- Activity -
Pick up the passage about declining antibody levels after infection and continue it from its last sentence.

The study found that antibody levels fell as much as 23-fold over the three month period period, and in some cases even became undetectable.
Another study published in The New England Journal of Medicine also suggests that antibodies developed after a mild infection and disappeared within a few months.
Analysing samples from 34 participants, they found the antibodies had a half-life of 73 days – meaning half of the antibodies would have disappeared after 73 days.
The study’s authors, led by Otto Yang, “call for caution regarding antibody-based ‘immunity passports,’ herd immunity, and perhaps vaccine durability.”
Dr Yang, of UCLA, added: “The big caveat is of course that this is just one snapshot for a relatively short period of time so we don’t know that it will continue that same rate of drop over time.”
The study also looked at those with milder symptoms, who typically produce less antibodies as their immune system response isn’t as strong.

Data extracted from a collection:
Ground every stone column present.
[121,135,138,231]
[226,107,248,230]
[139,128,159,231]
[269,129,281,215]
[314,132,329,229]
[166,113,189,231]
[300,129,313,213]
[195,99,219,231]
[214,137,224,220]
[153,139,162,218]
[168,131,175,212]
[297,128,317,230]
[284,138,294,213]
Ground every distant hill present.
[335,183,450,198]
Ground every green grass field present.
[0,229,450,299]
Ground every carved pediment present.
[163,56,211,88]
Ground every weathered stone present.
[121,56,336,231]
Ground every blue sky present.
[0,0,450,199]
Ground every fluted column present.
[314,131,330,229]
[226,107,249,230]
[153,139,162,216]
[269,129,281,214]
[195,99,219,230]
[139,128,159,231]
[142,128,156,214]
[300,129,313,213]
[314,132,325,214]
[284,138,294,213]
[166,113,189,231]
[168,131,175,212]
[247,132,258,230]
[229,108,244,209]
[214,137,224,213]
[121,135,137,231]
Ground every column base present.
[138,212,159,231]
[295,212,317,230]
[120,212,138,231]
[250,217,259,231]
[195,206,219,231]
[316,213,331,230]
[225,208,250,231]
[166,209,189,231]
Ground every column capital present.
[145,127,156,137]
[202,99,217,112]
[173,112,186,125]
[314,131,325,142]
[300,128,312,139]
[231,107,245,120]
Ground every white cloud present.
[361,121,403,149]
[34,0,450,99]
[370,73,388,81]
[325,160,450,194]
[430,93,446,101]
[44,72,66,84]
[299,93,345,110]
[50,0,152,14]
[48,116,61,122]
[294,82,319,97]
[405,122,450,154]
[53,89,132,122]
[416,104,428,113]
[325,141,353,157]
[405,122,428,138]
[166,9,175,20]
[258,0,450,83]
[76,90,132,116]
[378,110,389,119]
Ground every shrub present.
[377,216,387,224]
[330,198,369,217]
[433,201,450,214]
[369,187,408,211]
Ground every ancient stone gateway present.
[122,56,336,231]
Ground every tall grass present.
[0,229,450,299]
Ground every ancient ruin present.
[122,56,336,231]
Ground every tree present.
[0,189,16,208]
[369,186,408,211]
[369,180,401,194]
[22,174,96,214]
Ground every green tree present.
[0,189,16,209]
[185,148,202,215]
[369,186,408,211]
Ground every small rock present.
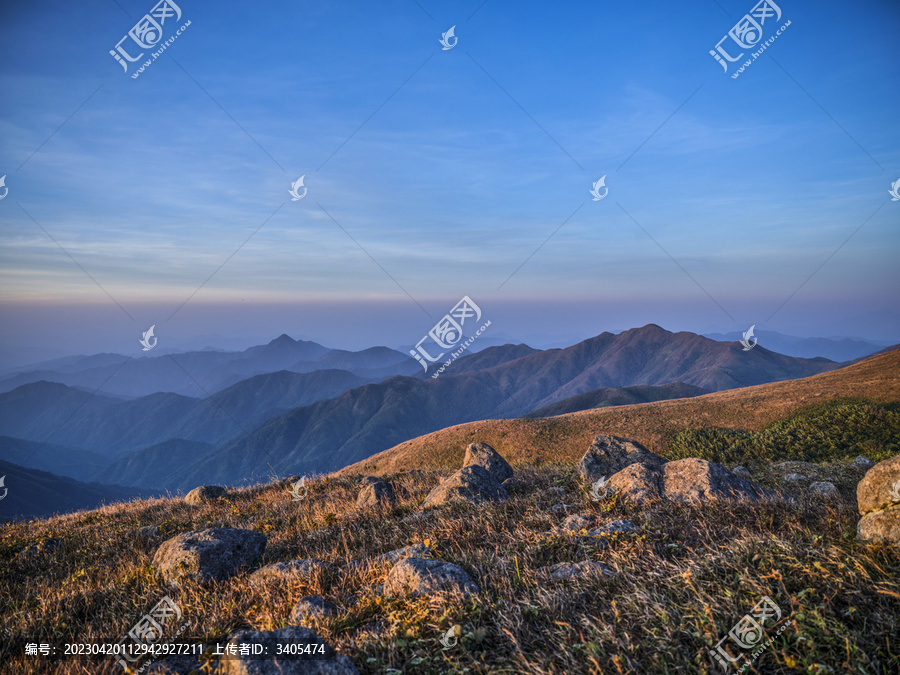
[384,558,479,596]
[463,443,513,483]
[422,464,509,509]
[247,558,334,584]
[184,485,225,506]
[809,481,840,497]
[731,466,753,480]
[356,480,397,509]
[291,595,339,624]
[850,455,875,471]
[152,527,266,585]
[537,560,613,579]
[216,626,359,675]
[578,434,666,483]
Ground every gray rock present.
[291,595,339,624]
[422,465,509,509]
[662,457,775,502]
[731,466,753,480]
[217,626,359,675]
[356,479,397,509]
[384,558,479,597]
[537,560,613,579]
[248,558,334,584]
[850,455,875,471]
[809,481,840,497]
[856,504,900,545]
[578,434,666,483]
[463,443,513,483]
[184,485,225,506]
[152,527,267,585]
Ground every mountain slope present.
[339,350,900,474]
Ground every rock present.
[856,504,900,544]
[856,455,900,515]
[809,481,840,497]
[731,466,753,480]
[422,464,509,509]
[216,626,359,675]
[537,560,613,579]
[850,455,875,470]
[662,457,774,502]
[578,434,666,483]
[248,558,334,584]
[594,520,638,534]
[184,485,225,506]
[606,464,662,503]
[291,595,338,624]
[559,513,591,533]
[356,479,397,509]
[463,443,513,483]
[384,558,479,596]
[153,527,267,585]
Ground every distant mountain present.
[94,438,215,490]
[705,330,887,361]
[0,460,156,520]
[172,324,838,488]
[523,382,709,418]
[0,436,109,480]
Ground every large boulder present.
[422,464,509,509]
[248,558,334,584]
[153,527,266,585]
[216,626,359,675]
[856,455,900,516]
[356,476,397,509]
[578,434,666,483]
[662,457,774,502]
[184,485,225,506]
[384,558,478,596]
[463,443,513,483]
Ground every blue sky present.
[0,0,900,360]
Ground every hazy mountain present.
[0,436,109,480]
[94,438,214,490]
[167,324,838,488]
[0,460,156,520]
[705,330,887,361]
[523,382,709,418]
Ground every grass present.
[0,440,900,675]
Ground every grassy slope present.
[339,350,900,475]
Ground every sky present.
[0,0,900,359]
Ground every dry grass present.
[0,456,900,675]
[340,350,900,475]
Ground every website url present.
[131,20,191,80]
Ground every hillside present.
[339,350,900,475]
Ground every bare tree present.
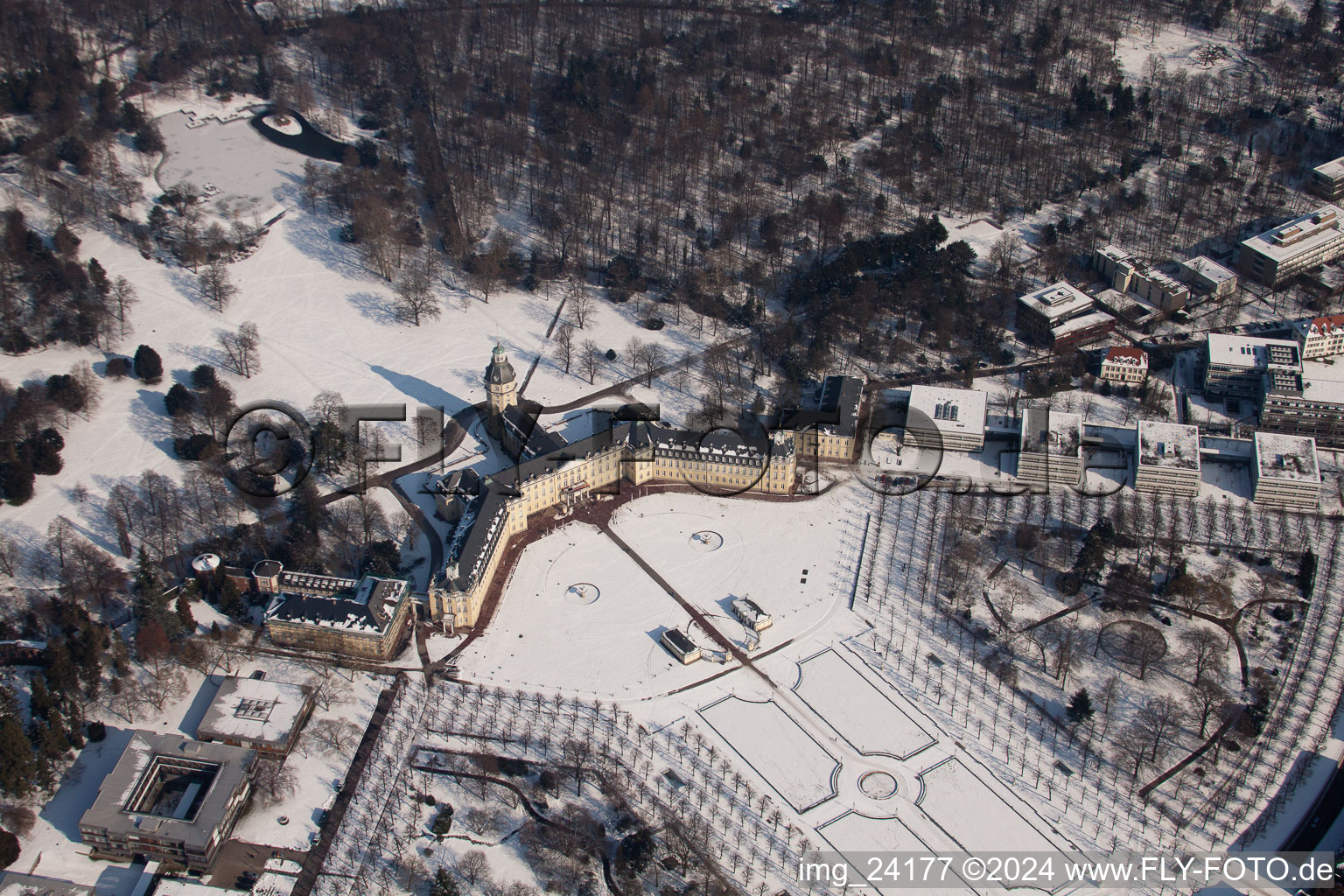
[564,279,597,329]
[1180,628,1227,688]
[111,276,140,336]
[579,339,606,386]
[396,264,444,326]
[457,849,491,886]
[196,258,238,312]
[253,759,298,806]
[551,324,574,374]
[216,321,261,379]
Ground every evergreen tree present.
[0,828,19,868]
[1068,688,1096,725]
[132,346,164,386]
[0,715,38,796]
[0,458,35,505]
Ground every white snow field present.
[458,522,722,697]
[700,696,840,811]
[233,661,391,850]
[155,111,294,224]
[794,648,934,759]
[612,493,848,650]
[0,109,730,575]
[920,759,1059,853]
[817,811,978,896]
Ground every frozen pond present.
[156,111,308,223]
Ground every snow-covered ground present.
[233,662,389,850]
[0,108,730,578]
[700,696,840,811]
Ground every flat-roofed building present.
[265,572,411,660]
[1050,312,1116,352]
[1180,256,1236,298]
[0,871,94,896]
[1312,158,1344,203]
[196,676,313,756]
[80,731,258,872]
[1018,407,1083,490]
[659,628,700,666]
[732,598,774,632]
[1134,421,1200,497]
[1293,314,1344,361]
[1093,246,1189,312]
[1203,333,1302,400]
[1251,432,1321,510]
[1259,361,1344,447]
[1101,346,1148,383]
[1238,206,1344,286]
[906,386,988,452]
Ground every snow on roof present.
[1312,156,1344,178]
[1242,206,1344,261]
[1256,432,1321,482]
[1021,407,1083,457]
[1050,312,1116,339]
[1208,333,1301,369]
[906,386,988,432]
[196,676,312,746]
[1181,256,1236,284]
[1302,361,1344,404]
[1018,281,1093,319]
[1138,421,1199,470]
[1306,314,1344,336]
[1105,346,1148,367]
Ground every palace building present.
[429,346,838,626]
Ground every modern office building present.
[1312,158,1344,203]
[1134,421,1200,497]
[80,731,258,872]
[1261,361,1344,447]
[1018,407,1083,490]
[906,386,988,452]
[196,676,313,756]
[1201,333,1302,400]
[1238,206,1344,286]
[1180,256,1236,298]
[1251,432,1321,510]
[1093,246,1189,312]
[1018,281,1116,349]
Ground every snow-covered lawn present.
[794,649,934,758]
[700,696,840,811]
[920,759,1058,851]
[233,672,389,850]
[1116,24,1239,81]
[612,493,848,650]
[155,113,294,226]
[817,811,976,896]
[458,522,704,697]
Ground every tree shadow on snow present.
[346,293,403,326]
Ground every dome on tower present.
[485,346,517,386]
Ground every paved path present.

- Result of the task -
Dr Yang said: “The majority just recovered at home with no hospital care, so their antibody titers [levels] weren’t extremely high.
“Indeed, we have seen other people that have very, very high antibody titers, on the order of 10 to 100 times higher than these.”
But the findings still have wide reaching implications for the development of a vaccine and the global plan in fighting the virus.
Buddy Creech, an infectious disease specialist at Vanderbilt University, concluded: “Infection with this coronavirus does not necessarily generate lifetime immunity.”